Konuyu akademik derinlikten çıkarıp sohbet üslubu ile inceleyecek olursak şöyle bir misalle açıklık getirmeye çalışabiliriz.
Önce peşinen ifade etmeliyim ki, hak mezhepler hiç zararlı değil hep yararlıdırlar. Hatta mezhepsiz din olmaz, sözü de yanlış değildir. Çünkü, dinin hükümleri Kur'an'da ve hadiste yazılıdır. Yazılı olan bu metinlerin yüzde doksan nispetinde çoğunluğunun manası açıktır, tektir. Ama yüzde on nispetinde az bir kısmı teşkil eden bazı kelimelerin manaları açık ve tek değildir. Birkaç manaya gelebilir. Nitekim Türkçede de böyle birkaç manaya gelen kelimeler vardır. Mesela (meyve) kelimesi çok manalı bir kelimedir. İsterseniz Türkçedeki bu (meyve) kelimesiyle mezheplerin doğuşuna bir bakalım.
Ülkenin her tarafında görevde bulunan çocuklarına yazdığı mektubunda baba:
- Bayramda ziyaretime gelirken bana (meyve) getirin, der. Bayramda gelen çocuklardan biri elma, öteki armut, üçüncüsü portakal getirir. Baba bundan çok memnundur. Ancak mektuptaki inceliği anlamayanlar derler ki:
- Senin çocukların çok anlayışsız ve itaatsiz. Sen sadece meyve istedin, onların her biri farklı şeyler getirdiler. Emrine itaatsizlikte bulundular.

→ Görev
Lütfen okuma parçasında "Konuyu akademik derinlikten" ifadesini içeren sözcüklerle açılıp "doğuşuna bir bakalım." ile kapanan bölümü harfi harfine aktarın.

→ Veri içeriği
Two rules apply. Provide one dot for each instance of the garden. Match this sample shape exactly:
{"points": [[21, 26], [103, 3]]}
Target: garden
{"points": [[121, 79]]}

→ Nihai cevap
Konuyu akademik derinlikten çıkarıp sohbet üslubu ile inceleyecek olursak şöyle bir misalle açıklık getirmeye çalışabiliriz.
Önce peşinen ifade etmeliyim ki, hak mezhepler hiç zararlı değil hep yararlıdırlar. Hatta mezhepsiz din olmaz, sözü de yanlış değildir. Çünkü, dinin hükümleri Kur'an'da ve hadiste yazılıdır. Yazılı olan bu metinlerin yüzde doksan nispetinde çoğunluğunun manası açıktır, tektir. Ama yüzde on nispetinde az bir kısmı teşkil eden bazı kelimelerin manaları açık ve tek değildir. Birkaç manaya gelebilir. Nitekim Türkçede de böyle birkaç manaya gelen kelimeler vardır. Mesela (meyve) kelimesi çok manalı bir kelimedir. İsterseniz Türkçedeki bu (meyve) kelimesiyle mezheplerin doğuşuna bir bakalım.